■ **EXERCISE DESCRIPTION**
Format everything in the listing below, from its first line down to and including the line containing "x=412 y=300", as a Markdown table with the columns "Row" and "Line," skipping blank lines and leaving out the pictures.

........

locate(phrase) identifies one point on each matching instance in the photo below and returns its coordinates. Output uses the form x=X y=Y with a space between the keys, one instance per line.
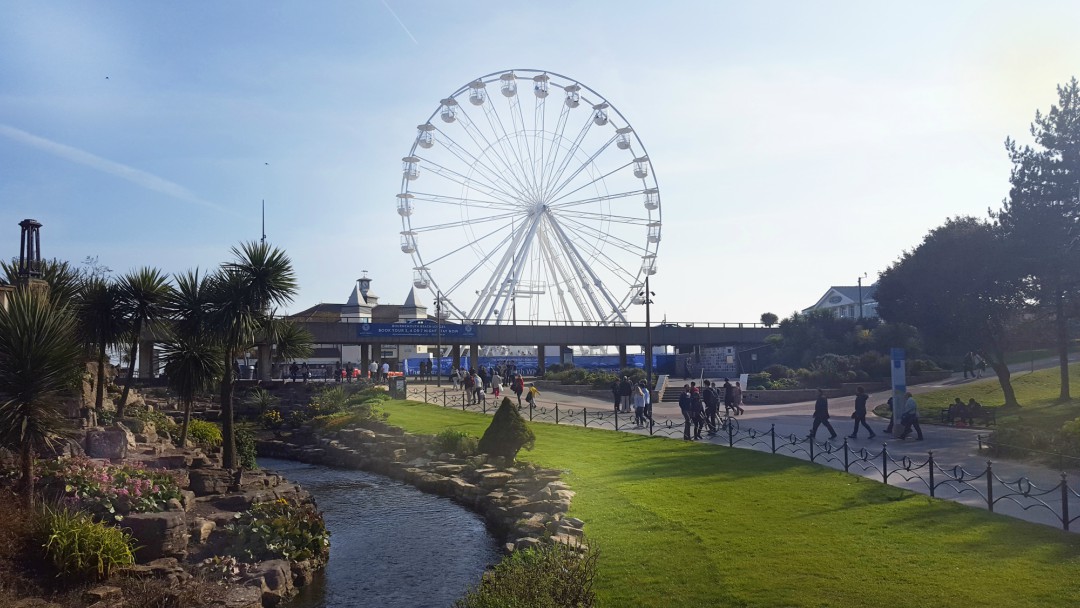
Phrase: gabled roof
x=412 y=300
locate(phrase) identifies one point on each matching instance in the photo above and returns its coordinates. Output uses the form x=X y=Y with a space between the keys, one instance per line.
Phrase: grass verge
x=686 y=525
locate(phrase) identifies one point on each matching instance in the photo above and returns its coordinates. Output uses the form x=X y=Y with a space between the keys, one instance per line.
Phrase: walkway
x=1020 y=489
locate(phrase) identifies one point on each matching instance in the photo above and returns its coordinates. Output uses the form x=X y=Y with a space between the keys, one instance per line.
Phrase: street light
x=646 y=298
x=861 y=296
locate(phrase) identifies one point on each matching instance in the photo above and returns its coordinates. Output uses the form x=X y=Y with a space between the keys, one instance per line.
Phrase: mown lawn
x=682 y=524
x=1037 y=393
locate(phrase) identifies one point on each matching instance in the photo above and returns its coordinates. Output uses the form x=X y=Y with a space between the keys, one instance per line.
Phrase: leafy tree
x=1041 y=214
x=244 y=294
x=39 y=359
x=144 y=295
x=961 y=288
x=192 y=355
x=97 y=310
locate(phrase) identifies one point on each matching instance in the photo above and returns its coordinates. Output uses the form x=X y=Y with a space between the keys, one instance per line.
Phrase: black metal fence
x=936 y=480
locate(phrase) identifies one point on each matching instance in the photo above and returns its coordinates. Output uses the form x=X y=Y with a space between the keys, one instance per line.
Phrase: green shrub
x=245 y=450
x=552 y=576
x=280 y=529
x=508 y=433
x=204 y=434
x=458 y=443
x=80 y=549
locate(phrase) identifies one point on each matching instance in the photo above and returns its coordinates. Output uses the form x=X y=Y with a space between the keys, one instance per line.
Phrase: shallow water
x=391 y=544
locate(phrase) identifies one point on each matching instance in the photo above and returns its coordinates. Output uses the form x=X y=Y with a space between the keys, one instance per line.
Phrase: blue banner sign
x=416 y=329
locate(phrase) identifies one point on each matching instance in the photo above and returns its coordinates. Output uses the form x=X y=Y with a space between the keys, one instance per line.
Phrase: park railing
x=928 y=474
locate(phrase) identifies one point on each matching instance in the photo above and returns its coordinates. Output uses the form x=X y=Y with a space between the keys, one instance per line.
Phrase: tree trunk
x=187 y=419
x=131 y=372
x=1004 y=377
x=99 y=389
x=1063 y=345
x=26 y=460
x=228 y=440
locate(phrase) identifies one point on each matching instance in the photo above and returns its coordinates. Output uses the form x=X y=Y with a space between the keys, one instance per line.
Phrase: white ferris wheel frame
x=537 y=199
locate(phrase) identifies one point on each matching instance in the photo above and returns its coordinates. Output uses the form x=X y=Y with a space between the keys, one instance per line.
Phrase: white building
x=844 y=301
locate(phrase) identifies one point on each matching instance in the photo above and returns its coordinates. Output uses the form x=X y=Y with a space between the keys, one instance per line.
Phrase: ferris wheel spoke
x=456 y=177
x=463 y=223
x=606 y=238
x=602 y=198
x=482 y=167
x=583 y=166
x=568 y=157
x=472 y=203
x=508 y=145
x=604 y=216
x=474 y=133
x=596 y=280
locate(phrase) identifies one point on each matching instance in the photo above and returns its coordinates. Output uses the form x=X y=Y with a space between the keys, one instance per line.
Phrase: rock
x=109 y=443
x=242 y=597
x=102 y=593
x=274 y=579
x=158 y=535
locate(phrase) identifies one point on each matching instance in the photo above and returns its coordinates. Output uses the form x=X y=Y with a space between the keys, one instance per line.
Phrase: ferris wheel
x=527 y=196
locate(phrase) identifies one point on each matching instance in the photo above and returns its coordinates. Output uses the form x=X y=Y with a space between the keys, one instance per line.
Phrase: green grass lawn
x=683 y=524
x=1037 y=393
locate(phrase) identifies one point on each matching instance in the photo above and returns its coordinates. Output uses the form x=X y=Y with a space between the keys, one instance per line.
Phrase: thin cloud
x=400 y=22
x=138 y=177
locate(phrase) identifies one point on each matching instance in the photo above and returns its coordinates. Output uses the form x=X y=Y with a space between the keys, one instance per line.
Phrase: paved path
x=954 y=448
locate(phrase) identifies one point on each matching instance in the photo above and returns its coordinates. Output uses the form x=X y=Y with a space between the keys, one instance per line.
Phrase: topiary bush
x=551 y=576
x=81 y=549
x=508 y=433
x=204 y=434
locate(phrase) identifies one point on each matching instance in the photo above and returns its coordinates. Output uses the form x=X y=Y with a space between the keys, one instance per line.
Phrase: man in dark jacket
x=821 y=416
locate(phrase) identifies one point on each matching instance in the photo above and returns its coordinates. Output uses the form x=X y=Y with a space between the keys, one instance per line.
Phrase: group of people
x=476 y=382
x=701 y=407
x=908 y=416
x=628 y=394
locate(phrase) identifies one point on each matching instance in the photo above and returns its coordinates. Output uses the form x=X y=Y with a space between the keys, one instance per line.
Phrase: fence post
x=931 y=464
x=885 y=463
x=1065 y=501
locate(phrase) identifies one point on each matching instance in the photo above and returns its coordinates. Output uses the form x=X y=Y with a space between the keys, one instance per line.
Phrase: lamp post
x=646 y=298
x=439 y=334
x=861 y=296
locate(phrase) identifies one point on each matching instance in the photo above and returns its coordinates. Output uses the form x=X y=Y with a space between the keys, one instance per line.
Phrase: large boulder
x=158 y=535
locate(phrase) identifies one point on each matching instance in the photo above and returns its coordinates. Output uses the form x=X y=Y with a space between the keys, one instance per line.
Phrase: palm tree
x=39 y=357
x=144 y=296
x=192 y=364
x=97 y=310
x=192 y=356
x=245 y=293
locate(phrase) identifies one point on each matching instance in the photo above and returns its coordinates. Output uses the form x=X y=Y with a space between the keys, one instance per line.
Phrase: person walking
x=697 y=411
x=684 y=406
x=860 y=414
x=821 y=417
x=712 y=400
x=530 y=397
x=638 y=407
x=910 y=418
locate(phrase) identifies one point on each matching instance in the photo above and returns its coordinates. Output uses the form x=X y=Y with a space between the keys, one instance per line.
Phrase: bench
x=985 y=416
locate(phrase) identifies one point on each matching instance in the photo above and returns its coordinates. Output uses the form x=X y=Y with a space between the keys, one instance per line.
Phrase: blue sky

........

■ **ANSWER TO THIS PROBLEM**
| Row | Line |
|---|---|
| 1 | locate(phrase) identifies one point on each matching instance in the photo below and returns its coordinates. Output uses the form x=X y=Y with a space between the keys, one instance per line. |
| 2 | Phrase: gabled roof |
| 3 | x=412 y=300 |